▶ Source extract:

Delphi services read secrets either at container start (most cases) or at process start. A rotation in your secret store does not propagate until the consumer restarts. This recipe is the safe, minimum-disruption order.

Before you start

  • Know which services consume the secret. The Environment variable index lists source: sm rows. If unsure, search there first.
  • Know whether the secret is shared (e.g. DATABASE_URL) or service-local (e.g. VONAGE_SMS_API_KEY). Shared secrets need a coordinated restart; local secrets can be restarted on a single host.
  • Have the previous value to hand for rollback. Many secret stores keep a version history — make sure yours does.
STOP

For database secrets, see Managed database secrets first. Rotation there is multi-step (dual-credential window) and must be planned, not improvised.

Step 1 — Stage the new value

Write the new secret in your secret store, but do not restart anything yet.

# AWS example, redact values
aws secretsmanager put-secret-value \
--secret-id "<your-secret-id>" \
--secret-string '{"VONAGE_SMS_API_KEY":"<new-value>"}'

Verify the staged value with get-secret-value from the same host (sanity-check IAM access).

Step 2 — Identify the consumers

Run, on each candidate host:

cd /opt/services/<service>
grep -R "<SECRET_NAME>" .

The variable should appear in docker-compose.yaml, possibly in a generated env file. The set of services that grep matches is your restart set.

Step 3 — Re-pull and restart, one host at a time

For each host in the restart set:

cd /opt/services/<service>
./init.sh
docker compose up -d --no-deps <containers-that-consume-the-secret>

init.sh re-fetches the secret from your store; up -d recreates the container with the new env. Tail logs to verify the consumer logged in / connected with the new secret before moving to the next host.

For services with multiple instances (Voice scaling), restart one instance first, verify it's healthy, then continue with the rest. This keeps the platform serving while you roll forward.

Step 4 — Verify

  • The secret consumer logs show a successful auth/connect at start.
  • The feature that uses the secret works end to end (place a call, send an SMS, send a webhook).
  • Error rate in SigNoz hasn't ticked up on the restarted services.

Step 5 — Revoke the old value at the provider

After everything is verified, revoke or rotate the old credential at the upstream provider (e.g. delete the old API key in the provider's console). Do this only after verification so a rollback is still possible.

Rolling back

If something downstream breaks after the rotation:

  1. Put the previous value back in your secret store (most stores keep a version history — restore to the prior version).
  2. Repeat Step 3 on the affected hosts.
  3. Then debug the failure without time pressure.

▶ Exercise details: Copy the part of the secret-rotation guide starting at "For each host" and ending at "auth/connect at start.". The entries have no connection to the secret-rotation guide.

▶ Supplied material:
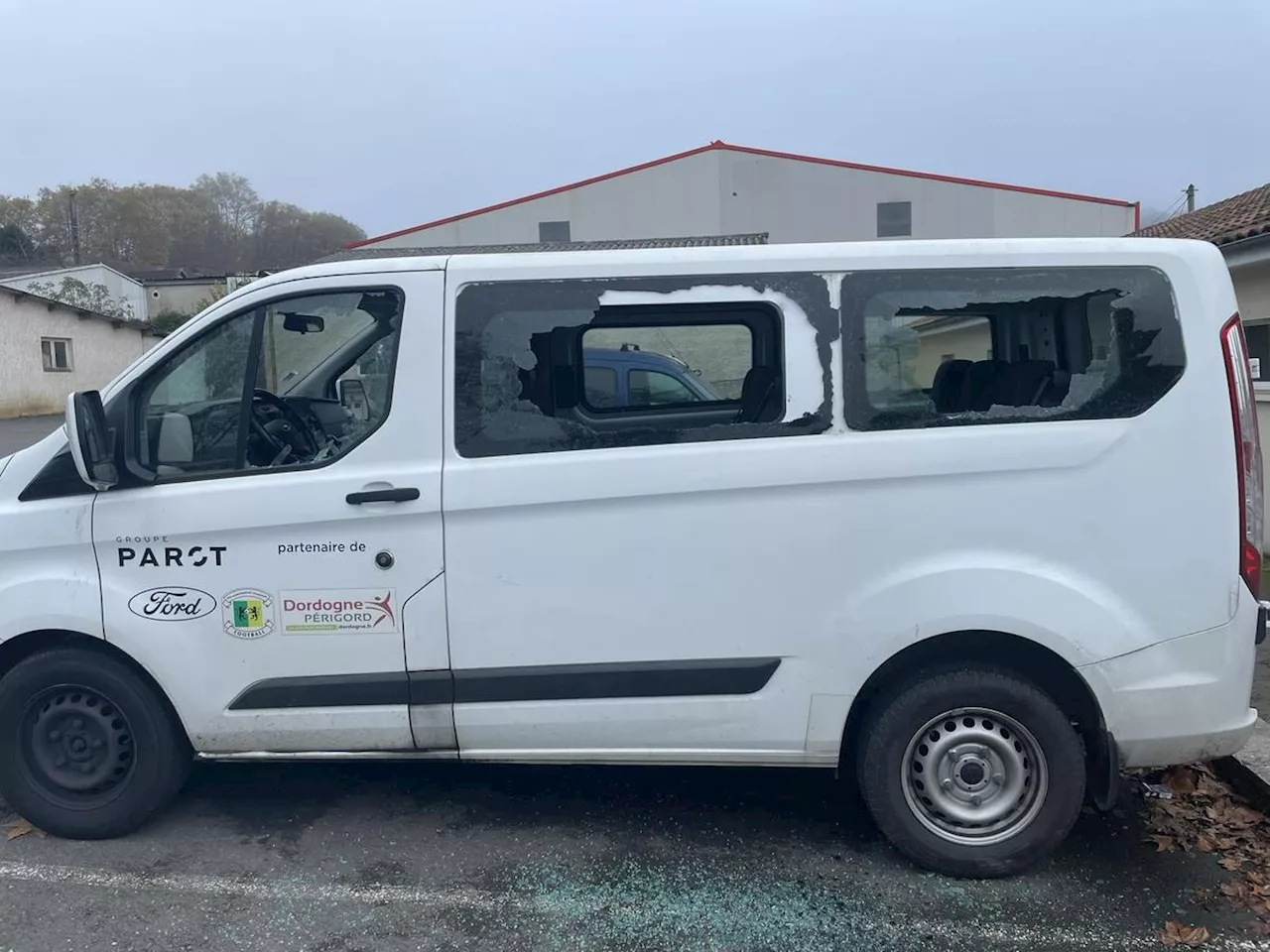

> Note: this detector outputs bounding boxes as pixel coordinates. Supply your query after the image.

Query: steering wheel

--

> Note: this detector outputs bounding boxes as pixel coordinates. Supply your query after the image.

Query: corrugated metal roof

▶ Full answer:
For each host in the restart set:

cd /opt/services/<service>
./init.sh
docker compose up -d --no-deps <containers-that-consume-the-secret>

init.sh re-fetches the secret from your store; up -d recreates the container with the new env. Tail logs to verify the consumer logged in / connected with the new secret before moving to the next host.

For services with multiple instances (Voice scaling), restart one instance first, verify it's healthy, then continue with the rest. This keeps the platform serving while you roll forward.

Step 4 — Verify

  • The secret consumer logs show a successful auth/connect at start.